Brief: Render the lines below as a Markdown table with the columns "Number" and "Text," one row per line. Skip blank lines and any line that holds only a picture.

** begin Record set **

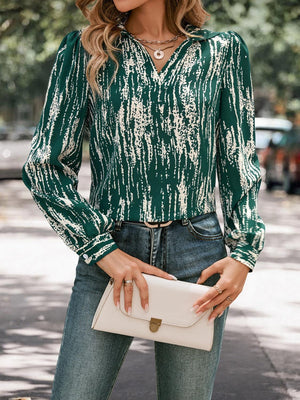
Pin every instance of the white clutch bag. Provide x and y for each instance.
(169, 318)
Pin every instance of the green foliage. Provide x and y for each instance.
(31, 30)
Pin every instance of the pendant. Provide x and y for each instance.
(159, 54)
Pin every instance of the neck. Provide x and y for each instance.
(148, 21)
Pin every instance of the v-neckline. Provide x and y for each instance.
(159, 75)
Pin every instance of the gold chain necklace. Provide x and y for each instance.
(158, 53)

** end Record set **

Solved exercise:
| Number | Text |
|---|---|
| 1 | Pin every instance of the white clutch bag. Provide x and y for each instance. |
| 2 | (169, 318) |
| 3 | Pin every instance of the green foliage. Provide x and y for each instance. |
| 4 | (31, 30) |
| 5 | Pin every instance of the pendant. Provide x and y for each instance. |
| 6 | (159, 54) |
| 7 | Pin every instance of the neck. Provide x and y for each instance. |
| 8 | (148, 21) |
| 9 | Pin every instance of the v-neckline. Provide x and y for each instance. |
| 10 | (159, 75) |
| 11 | Pin every instance of the gold chain necklace. Provide x and y for each instance. |
| 12 | (158, 53) |